* **Exercise**
Please copy all of the material below line for line, without changing a character, and leave the pictures out of your copy.

[Dataset excerpt]
——————

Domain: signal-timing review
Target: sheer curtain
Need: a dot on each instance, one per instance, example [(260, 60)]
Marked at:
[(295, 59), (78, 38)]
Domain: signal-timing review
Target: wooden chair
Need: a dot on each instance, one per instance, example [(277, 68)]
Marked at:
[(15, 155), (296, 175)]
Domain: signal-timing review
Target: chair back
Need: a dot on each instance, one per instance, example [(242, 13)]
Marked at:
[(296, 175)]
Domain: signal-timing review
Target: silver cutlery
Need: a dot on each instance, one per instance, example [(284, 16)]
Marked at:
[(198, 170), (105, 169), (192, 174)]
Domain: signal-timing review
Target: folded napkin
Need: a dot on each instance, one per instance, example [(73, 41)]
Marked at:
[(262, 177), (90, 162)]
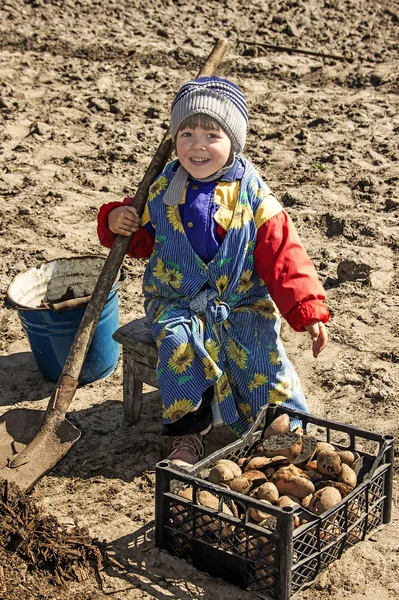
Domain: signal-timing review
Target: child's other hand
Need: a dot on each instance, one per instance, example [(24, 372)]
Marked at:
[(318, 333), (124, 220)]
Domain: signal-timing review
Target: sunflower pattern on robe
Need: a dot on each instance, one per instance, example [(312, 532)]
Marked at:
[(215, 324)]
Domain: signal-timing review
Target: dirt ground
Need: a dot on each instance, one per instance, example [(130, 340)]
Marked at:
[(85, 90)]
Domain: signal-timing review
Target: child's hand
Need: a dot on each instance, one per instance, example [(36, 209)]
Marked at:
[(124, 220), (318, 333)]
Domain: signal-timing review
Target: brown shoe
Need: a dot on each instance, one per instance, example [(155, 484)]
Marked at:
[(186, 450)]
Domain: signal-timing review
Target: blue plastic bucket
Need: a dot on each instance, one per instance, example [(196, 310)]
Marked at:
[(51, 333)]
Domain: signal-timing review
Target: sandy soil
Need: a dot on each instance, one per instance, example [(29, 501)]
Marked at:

——————

* **Reply to the task**
Domain: signal-timing review
Target: sheer curtain
Need: a dot on each instance, one per instance, example [(260, 60)]
Marked at:
[(295, 59), (78, 38)]
Domain: signal-timing review
Target: wooden chair
Need: a dot on each instance, one per instance, example [(277, 68)]
Marked at:
[(15, 155), (296, 175)]
Domain: signal-timing review
Target: chair back
Need: a dot on each instance, one per instance, example [(242, 13)]
Marked at:
[(296, 175)]
Domain: signal-timing review
Target: silver cutlery
Need: a dot on each instance, one per instance, example [(284, 16)]
Marked at:
[(198, 170), (105, 169), (192, 174)]
Domain: signal-timing review
Target: folded napkin
Need: a dot on each instance, one per instance, example [(73, 41)]
Marked at:
[(262, 177), (90, 162)]
Domain: signal-timing review
Target: child's other hand
Need: a dot on each instance, one per instance, example [(24, 372)]
Marked at:
[(318, 333), (124, 220)]
Domain: signal-timing review
Target: sunflower pattern on robe
Need: a dot on each instance, one per instance, example [(312, 532)]
Marked at:
[(215, 324)]
Domain: signal-timing review
Target: dirt ground
Need: a dot on each instance, one per instance, example [(130, 340)]
Marked at:
[(85, 90)]
Domain: signal-timing review
Target: child's hand
Need: a dot on each instance, one per instance, example [(36, 209)]
Marked at:
[(124, 220), (318, 333)]
Domain: signal-timing review
Target: brown shoe
Need: a dot on each instance, one per instance, example [(155, 484)]
Marked at:
[(186, 450)]
Domain: signal-timing review
Target: blue plastic bucket
Need: a dot on each instance, one per instance, example [(196, 310)]
Marked at:
[(51, 333)]
Domain: signal-timing review
Target: sandy soil
Need: a dot on each instance, one per instance, example [(29, 501)]
Marked at:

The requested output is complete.